Source document
Episodes focus on a wide variety of topics, but frequently touch on mental health concerns and the “invisible wound of military trauma.”

Many service members suffer trauma during their deployment. But for women, the issue is compounded by high rates of sexual assault in the military — with one in four reporting being sexually assaulted while serving, the New York Times reported.

Because servicewomen often have a greater burden of trauma exposure during their time in the military, they are at an increased risk for suicide and other mental health issues compared with nonmilitary women, according to Disabled American Veterans.

They also face the stigma surrounding mental health, which Corchado said perpetuates negative stereotypes about veterans being “damaged.”

While for some female veterans post-military life is a struggle for recognition and career fulfillment, for others, the difficulties they face in the job market can be dire. Veterans Affairs found that women make up the fastest-growing segment of the veteran homeless population, and veterans who are single mothers face compounded financial struggles.

“After getting out of the military, [single mothers] have to find a job, she has to find child care, she has to find schools,” Corchado said. “So not only is she transitioning, but she has a lot of other stuff going on.”

Data records
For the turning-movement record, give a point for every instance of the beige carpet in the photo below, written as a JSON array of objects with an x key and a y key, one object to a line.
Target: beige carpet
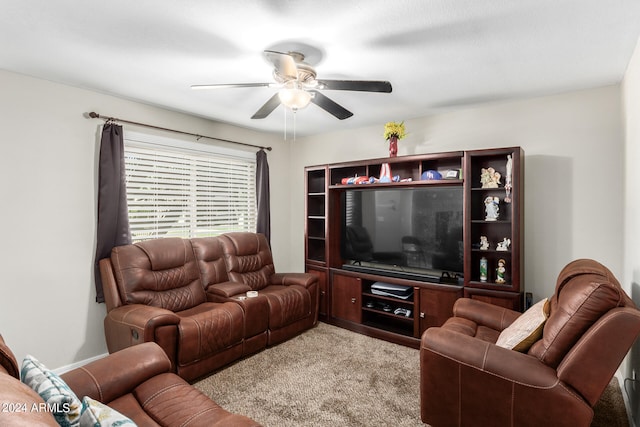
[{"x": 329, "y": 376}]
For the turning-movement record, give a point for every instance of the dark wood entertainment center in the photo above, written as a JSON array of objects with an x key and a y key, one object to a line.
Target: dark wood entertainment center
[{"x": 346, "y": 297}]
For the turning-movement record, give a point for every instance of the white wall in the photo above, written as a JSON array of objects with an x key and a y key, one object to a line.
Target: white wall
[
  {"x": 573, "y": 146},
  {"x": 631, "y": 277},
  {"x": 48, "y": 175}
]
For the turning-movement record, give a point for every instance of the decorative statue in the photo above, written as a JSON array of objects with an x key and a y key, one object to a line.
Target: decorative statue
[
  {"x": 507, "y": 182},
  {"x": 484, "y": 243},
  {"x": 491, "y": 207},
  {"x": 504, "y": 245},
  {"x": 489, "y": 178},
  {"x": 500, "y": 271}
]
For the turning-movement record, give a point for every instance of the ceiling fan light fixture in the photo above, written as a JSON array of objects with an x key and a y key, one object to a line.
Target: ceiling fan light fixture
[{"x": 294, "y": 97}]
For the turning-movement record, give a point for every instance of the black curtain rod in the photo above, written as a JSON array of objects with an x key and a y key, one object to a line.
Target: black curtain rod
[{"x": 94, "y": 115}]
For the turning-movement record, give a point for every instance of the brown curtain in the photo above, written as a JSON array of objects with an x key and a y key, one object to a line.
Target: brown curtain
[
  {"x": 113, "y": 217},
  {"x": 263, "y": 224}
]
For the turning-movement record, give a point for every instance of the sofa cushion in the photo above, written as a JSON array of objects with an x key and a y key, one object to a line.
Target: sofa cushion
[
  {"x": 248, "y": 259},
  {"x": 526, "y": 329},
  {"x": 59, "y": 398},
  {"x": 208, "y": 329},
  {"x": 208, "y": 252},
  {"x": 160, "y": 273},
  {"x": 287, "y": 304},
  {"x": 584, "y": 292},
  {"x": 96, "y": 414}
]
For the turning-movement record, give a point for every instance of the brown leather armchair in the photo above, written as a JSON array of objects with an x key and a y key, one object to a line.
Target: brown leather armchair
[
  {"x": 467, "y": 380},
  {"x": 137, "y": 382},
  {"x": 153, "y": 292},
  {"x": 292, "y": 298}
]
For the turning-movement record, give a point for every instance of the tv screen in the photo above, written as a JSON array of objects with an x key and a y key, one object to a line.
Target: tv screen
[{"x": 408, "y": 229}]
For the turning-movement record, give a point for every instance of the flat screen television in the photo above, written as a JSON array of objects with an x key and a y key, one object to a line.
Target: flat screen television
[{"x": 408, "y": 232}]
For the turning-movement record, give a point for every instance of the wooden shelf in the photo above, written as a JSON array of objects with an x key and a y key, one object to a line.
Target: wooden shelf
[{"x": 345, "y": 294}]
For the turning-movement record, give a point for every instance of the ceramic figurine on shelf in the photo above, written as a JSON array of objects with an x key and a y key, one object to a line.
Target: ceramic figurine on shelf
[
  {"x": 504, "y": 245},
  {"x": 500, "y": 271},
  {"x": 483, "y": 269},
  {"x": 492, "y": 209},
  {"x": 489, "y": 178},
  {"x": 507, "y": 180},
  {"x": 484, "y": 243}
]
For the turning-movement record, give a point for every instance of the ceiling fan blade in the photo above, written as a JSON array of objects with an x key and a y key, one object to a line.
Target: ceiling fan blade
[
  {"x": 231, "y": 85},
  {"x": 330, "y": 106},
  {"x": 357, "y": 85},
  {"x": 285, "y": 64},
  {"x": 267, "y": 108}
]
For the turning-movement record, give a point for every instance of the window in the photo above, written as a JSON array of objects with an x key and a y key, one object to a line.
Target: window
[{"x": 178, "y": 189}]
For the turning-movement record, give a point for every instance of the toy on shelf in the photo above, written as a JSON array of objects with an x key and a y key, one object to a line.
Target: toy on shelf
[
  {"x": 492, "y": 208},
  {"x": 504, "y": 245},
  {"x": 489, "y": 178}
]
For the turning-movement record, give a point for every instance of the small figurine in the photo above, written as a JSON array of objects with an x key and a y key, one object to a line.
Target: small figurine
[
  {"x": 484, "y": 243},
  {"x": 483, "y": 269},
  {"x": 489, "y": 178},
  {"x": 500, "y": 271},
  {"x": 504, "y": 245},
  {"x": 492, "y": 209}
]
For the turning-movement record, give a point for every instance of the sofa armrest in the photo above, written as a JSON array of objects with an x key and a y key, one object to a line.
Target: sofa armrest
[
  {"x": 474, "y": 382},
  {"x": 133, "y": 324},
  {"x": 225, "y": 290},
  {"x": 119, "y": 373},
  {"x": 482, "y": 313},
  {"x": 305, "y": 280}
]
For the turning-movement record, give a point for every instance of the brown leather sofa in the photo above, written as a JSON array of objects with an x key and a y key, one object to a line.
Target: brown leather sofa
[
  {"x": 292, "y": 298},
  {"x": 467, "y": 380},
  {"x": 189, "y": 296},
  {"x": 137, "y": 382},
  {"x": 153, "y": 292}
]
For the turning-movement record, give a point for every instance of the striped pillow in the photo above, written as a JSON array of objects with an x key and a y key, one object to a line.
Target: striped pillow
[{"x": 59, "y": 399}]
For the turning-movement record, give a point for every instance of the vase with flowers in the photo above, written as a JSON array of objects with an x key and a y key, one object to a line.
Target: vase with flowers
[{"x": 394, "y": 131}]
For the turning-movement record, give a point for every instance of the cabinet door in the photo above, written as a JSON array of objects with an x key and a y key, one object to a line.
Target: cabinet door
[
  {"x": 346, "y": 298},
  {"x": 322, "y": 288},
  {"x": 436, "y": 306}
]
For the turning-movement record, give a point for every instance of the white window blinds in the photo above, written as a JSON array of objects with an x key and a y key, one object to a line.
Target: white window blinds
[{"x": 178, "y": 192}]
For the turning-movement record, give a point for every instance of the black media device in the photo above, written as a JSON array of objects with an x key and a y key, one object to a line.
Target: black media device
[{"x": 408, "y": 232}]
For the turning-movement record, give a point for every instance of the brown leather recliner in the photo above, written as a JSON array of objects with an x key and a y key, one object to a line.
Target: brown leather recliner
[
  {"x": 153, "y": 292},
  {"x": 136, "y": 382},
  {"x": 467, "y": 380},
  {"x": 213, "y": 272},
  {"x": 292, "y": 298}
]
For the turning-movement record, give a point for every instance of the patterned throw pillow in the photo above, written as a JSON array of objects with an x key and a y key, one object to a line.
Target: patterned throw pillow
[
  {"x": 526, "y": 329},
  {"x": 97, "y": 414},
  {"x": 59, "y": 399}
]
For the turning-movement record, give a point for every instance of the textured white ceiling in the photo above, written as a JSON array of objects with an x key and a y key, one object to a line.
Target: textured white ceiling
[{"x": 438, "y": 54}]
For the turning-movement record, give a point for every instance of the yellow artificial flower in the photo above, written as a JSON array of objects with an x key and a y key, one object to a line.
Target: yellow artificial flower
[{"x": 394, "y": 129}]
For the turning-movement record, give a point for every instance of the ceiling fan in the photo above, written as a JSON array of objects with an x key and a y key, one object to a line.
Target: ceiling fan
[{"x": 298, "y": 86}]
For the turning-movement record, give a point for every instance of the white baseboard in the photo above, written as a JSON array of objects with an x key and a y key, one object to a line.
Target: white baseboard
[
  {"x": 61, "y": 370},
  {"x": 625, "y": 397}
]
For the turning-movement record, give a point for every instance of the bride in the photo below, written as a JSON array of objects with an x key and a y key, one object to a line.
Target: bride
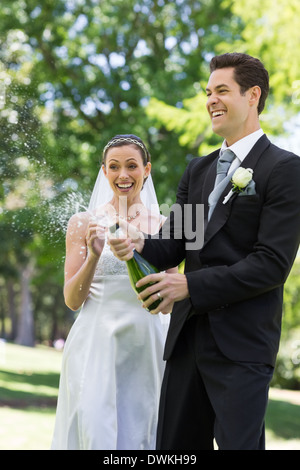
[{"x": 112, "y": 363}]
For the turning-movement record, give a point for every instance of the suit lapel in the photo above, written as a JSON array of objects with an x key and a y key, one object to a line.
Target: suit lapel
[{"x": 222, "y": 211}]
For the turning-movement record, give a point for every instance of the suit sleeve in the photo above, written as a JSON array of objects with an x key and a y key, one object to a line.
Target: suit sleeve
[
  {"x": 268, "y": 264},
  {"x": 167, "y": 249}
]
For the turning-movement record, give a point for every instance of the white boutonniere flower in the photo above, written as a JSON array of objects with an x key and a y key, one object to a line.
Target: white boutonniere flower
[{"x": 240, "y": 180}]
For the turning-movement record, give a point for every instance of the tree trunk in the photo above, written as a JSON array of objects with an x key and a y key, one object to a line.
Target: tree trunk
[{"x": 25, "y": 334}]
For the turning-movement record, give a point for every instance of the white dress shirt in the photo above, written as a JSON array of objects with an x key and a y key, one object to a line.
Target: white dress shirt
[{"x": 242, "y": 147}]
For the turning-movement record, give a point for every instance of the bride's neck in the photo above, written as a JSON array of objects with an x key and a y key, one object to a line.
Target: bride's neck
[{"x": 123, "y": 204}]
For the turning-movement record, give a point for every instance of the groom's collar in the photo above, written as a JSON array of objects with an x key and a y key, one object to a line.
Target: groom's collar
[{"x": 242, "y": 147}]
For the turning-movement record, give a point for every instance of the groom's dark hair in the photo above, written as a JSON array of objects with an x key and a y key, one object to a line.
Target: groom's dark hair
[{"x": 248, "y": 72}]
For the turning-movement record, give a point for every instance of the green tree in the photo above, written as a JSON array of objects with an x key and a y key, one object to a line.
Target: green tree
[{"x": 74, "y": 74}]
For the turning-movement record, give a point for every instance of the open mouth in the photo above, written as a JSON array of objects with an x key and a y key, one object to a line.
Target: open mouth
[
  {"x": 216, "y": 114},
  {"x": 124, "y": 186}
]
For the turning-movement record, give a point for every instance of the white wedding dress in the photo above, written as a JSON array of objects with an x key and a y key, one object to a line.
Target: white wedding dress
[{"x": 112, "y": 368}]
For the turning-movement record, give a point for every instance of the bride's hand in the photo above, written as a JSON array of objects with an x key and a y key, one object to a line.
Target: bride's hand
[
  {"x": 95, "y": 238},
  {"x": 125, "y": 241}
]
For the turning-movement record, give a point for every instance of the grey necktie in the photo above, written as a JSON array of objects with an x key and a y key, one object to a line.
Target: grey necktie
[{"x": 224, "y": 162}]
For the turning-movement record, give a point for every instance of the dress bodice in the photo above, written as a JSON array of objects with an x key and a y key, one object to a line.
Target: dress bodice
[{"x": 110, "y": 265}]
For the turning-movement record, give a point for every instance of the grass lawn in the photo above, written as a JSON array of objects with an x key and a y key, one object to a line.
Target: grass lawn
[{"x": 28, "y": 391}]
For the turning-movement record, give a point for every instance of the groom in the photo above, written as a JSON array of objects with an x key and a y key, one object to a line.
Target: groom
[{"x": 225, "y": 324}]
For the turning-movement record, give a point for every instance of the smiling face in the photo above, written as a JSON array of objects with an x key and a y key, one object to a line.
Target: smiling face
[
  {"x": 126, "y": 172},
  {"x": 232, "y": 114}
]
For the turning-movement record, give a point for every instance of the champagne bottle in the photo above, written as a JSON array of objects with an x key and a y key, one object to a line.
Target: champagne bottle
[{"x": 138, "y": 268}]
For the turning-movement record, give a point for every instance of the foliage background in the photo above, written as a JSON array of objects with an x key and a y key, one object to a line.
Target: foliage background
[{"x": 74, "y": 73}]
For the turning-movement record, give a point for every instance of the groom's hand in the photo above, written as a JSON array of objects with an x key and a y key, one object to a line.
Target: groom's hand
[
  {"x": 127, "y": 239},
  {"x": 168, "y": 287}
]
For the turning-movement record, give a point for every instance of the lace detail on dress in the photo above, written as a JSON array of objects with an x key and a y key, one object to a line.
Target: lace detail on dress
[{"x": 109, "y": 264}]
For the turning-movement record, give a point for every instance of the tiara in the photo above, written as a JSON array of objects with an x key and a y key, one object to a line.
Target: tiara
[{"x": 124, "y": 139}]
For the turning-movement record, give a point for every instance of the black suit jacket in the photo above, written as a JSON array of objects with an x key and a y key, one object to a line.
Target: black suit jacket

List of tasks
1. Translate this sentence from the passage on women veterans into Spanish: "They also face the stigma surrounding mental health, which Corchado said perpetuates negative stereotypes about veterans being “damaged.”"
2. Write the next part of the passage on women veterans, picking up after its final sentence.

Results of the exercise
1. También enfrentan el estigma que rodea la salud mental, el cual, según Corchado, perpetúa estereotipos negativos de que los veteranos están “dañados”.

2.
Corchado, who became a single parent at age 17 before enlisting in the Air Force, said that she relied on other military families’ help with child care for her son while she worked long hours. Corchado’s son was an adult by the time she retired, but she said that single parents still raising children who leave the service are left to navigate the world of parenting alone.

“I could see very, very clearly and easily how that could be a detriment to succeeding in the transition from being in the military to being a civilian,” Corchado said.

“But then you get the job, and you’re settled, and you kind of go, ‘What’s missing?’ ” Corchado said. “It’s that sense of community. It’s that sense of connection.”

Corchado and Peacock say they are dedicated to fostering community among female veterans across the country through their post-military work at their organizations.

“It’s an honor and a privilege to wear the uniform,” Corchado said. “I’m here to speak on it and connect with these other women veterans and know that we all did the same thing regardless of the branch that we served.”

Being a woman and a veteran, she said, is “an incredibly small but unique club.”